▸ **What to produce**
List every line of the records below that contains the string "return", copying each such line in full.
____ Task inputs
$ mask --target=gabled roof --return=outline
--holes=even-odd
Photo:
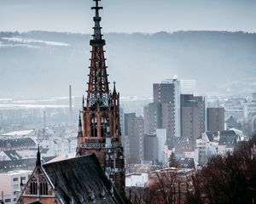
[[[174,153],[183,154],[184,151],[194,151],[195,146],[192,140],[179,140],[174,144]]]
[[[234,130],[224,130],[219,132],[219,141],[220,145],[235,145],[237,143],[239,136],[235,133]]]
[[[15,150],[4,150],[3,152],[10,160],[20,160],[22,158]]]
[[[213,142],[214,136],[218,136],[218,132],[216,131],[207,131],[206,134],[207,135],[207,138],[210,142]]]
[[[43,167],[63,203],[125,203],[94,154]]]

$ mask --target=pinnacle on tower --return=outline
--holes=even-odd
________
____ Task inputs
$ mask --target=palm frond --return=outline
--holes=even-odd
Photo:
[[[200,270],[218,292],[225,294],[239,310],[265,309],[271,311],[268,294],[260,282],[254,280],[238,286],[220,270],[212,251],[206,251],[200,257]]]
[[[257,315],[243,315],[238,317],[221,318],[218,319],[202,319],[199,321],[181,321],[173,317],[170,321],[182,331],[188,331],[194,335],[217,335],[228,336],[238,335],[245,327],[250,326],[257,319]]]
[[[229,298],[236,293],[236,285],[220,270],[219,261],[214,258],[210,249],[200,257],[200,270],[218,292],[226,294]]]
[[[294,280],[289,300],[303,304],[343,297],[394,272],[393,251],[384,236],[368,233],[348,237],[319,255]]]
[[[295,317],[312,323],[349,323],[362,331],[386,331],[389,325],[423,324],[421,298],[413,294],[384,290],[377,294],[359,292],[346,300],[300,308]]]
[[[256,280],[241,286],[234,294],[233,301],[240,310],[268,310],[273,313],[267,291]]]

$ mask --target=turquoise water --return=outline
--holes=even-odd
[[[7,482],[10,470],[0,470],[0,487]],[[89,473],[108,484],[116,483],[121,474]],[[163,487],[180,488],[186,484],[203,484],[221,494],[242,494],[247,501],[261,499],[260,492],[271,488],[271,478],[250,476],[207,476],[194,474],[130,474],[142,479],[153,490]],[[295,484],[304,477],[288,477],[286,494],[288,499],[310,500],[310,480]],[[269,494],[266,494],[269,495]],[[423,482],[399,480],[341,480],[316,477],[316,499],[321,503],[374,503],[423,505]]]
________
▸ **Response to the exercise**
$ mask --target=gabled roof --return=outline
$ mask --target=pinnacle on tower --return=outline
$ mask --target=palm frond --return=outline
$ mask --target=turquoise water --return=outline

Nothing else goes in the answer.